## [A fazer]
1 – Reproduza a passagem do texto sobre a vida no país que vai de "Difícil precisar. Mais" a "carceragem de Curitiba.", renomeando "Curitiba" como "Brasília".
2 – Indique se cada afirmação abaixo está de acordo com o texto, respondendo sim ou não e citando literalmente as palavras do texto que decidem a questão.
(a) Eduardo Cunha hoje mantém rotina na carceragem de Curitiba.
(b) As águas do açude Tijuquinha aumentaram.
(c) A capacidade de entendimento atual é considerada elevada.

## [Texto de origem]
===============
Uma amiga pergunta à queima-roupa: quando isso tudo vai passar? Faço cara de espanto. Não sei se se refere à volta do Felipão ao forró, à situação dos clubes cearenses no Estadual, ao sumiço das águas do açude Tijuquinha – pensei que tivessem sido abduzidas – ou à espalhafatosa troca de gentilezas entre o secretário da Segurança do Estado e bandidos supostamente ligados ao Comando Vermelho no Facebook. Será que fala da carne duplamente perigosa servida nos espetinhos da 24 de Maio? Ou da nova fase da Lava Jato, que chegou até a aldeia e agora bate à porta da taba comandada pelo cacique peemedebista?


Difícil precisar. Mais do que nunca, se alguém suspira na rua e deixa escapar que a vida está difícil, eu me alinho automaticamente. Seja por que razão for, tendo a concordar e dizer que tudo vai passar. É uma demonstração de otimismo vazia, eu sei. A gente se consola como pode. Nem sempre passa. Mas sempre calha de, havendo resposta ou não para os problemas pessoais ou coletivos, tudo se ajeita. Como dizia Eduardo Cunha quando soube que seria alvo de uma ação da Polícia Federal e que talvez fosse preso: vida que segue. E ele não estava blefando. Seguiu mesmo, e hoje Cunha mantém rotina na carceragem de Curitiba.


Isso tudo talvez explique por que a treta virou uma legenda para a nossa época. Quando historiadores se debruçarem sobre os anos 10 do século XXI, tenho absoluta certeza de que franzirão o cenho, acenderão um cigarro e refletirão, cheios de um pesar acadêmico: eis aqui um período em que as pessoas perderam uma fração preciosa da vida levando a sério o que os outros diziam. Nossa capacidade de entendimento hoje é a mesma de qualquer turma de 5ª série C um pouco antes de o coordenador da escola anunciar que a professora que daria a aula seguinte está doente e não poderá vir. Ou seja, zero. Somos um país pandemoníaco.


De qualquer modo, há sempre o consolo de que as instituições estão funcionando, não é? Errado. Afinal, não foi o MPF que publicou uma nota na semana passada se apresentando como quintessência do messianismo 2.0? Não é um ministro do Supremo que agora faz coro contra os vazamentos de delações na Lava Jato pouco menos de um ano depois de impedir que Lula se tornasse ministro por causa de áudios interceptados e divulgados ilegalmente? Não é a Procuradoria-Geral da República que organiza entrevistas e vazamentos seletivos entre órgãos de imprensa escolhidos a dedo?


Não é a Polícia Federal que se pavoneia da maior operação de sua história e escorrega feio ao superdimensionar um problema localizado? Não é o Governo Federal que silencia sobre citações de um terço do seu corpo ministerial e ninguém estranha isso? Não é o Congresso que, neste momento, prepara uma reforma política que irá anistiar os envolvidos nas investigações e impedirá o eleitor de escolher seus candidatos? Não é o juiz do TSE que, embora esteja à frente do tribunal responsável por julgar a chapa Dlima/Temer, é visto frequentemente confraternizando com os próceres do tucanato?
===============
## [Linhas]
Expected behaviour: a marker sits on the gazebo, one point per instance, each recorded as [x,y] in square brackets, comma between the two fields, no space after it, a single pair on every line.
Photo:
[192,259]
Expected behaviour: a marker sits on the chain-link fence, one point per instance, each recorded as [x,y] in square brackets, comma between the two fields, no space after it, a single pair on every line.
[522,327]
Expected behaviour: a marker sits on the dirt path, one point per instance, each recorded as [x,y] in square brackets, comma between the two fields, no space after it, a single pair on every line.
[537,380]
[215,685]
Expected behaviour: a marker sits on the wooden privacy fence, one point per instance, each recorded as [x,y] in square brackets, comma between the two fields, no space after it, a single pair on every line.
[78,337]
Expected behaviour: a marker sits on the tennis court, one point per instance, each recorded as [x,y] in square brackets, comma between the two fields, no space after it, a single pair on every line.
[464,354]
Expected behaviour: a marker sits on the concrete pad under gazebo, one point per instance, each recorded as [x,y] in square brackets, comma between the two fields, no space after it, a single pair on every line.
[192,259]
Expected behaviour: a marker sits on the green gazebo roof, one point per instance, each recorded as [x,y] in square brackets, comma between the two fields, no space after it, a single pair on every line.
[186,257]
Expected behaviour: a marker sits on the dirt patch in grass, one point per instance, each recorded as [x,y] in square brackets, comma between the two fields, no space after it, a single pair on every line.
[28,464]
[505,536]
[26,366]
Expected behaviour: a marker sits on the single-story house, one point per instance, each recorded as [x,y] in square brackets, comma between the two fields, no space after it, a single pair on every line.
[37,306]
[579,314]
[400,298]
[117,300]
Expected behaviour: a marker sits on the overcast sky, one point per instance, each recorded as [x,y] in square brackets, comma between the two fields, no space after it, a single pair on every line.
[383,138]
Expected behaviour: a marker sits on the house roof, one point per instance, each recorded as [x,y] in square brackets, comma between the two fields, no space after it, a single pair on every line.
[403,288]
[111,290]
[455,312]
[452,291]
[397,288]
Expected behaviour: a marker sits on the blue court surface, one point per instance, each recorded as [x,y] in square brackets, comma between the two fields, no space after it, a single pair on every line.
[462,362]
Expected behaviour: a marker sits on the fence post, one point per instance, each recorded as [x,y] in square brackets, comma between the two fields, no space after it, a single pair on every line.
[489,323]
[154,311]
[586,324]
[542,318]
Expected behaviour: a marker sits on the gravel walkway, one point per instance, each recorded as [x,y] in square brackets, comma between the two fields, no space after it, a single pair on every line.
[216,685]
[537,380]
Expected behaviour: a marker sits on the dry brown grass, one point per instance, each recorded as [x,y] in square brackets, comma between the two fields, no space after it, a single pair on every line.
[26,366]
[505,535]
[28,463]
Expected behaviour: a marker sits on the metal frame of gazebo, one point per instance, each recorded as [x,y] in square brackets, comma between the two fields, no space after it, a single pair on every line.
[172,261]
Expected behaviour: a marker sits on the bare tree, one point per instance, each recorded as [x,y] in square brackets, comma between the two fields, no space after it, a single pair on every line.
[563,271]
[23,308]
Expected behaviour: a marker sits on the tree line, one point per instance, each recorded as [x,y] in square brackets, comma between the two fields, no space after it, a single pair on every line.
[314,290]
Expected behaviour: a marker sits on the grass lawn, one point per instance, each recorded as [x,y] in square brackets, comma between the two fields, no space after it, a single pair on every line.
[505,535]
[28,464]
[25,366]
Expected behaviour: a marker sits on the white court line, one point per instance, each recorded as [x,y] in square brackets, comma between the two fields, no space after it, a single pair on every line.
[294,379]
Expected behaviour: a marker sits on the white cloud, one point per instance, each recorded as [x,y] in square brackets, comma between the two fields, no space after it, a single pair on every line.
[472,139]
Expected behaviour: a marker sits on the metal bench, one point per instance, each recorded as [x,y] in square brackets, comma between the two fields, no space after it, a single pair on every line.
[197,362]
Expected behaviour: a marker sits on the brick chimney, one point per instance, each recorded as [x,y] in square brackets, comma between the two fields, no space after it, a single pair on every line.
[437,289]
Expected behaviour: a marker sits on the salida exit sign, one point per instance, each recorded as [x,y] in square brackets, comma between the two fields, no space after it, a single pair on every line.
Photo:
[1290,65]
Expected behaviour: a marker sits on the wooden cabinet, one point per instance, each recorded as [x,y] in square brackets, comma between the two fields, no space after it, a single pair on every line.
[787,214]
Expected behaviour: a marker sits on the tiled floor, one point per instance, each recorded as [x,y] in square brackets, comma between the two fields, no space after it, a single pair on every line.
===============
## [Respostas esperadas]
1 –
Difícil precisar. Mais do que nunca, se alguém suspira na rua e deixa escapar que a vida está difícil, eu me alinho automaticamente. Seja por que razão for, tendo a concordar e dizer que tudo vai passar. É uma demonstração de otimismo vazia, eu sei. A gente se consola como pode. Nem sempre passa. Mas sempre calha de, havendo resposta ou não para os problemas pessoais ou coletivos, tudo se ajeita. Como dizia Eduardo Cunha quando soube que seria alvo de uma ação da Polícia Federal e que talvez fosse preso: vida que segue. E ele não estava blefando. Seguiu mesmo, e hoje Cunha mantém rotina na carceragem de Brasília.

2 –
(a) Sim: "hoje Cunha mantém rotina na carceragem de Curitiba".
(b) Não: "ao sumiço das águas do açude Tijuquinha".
(c) Não: "Ou seja, zero."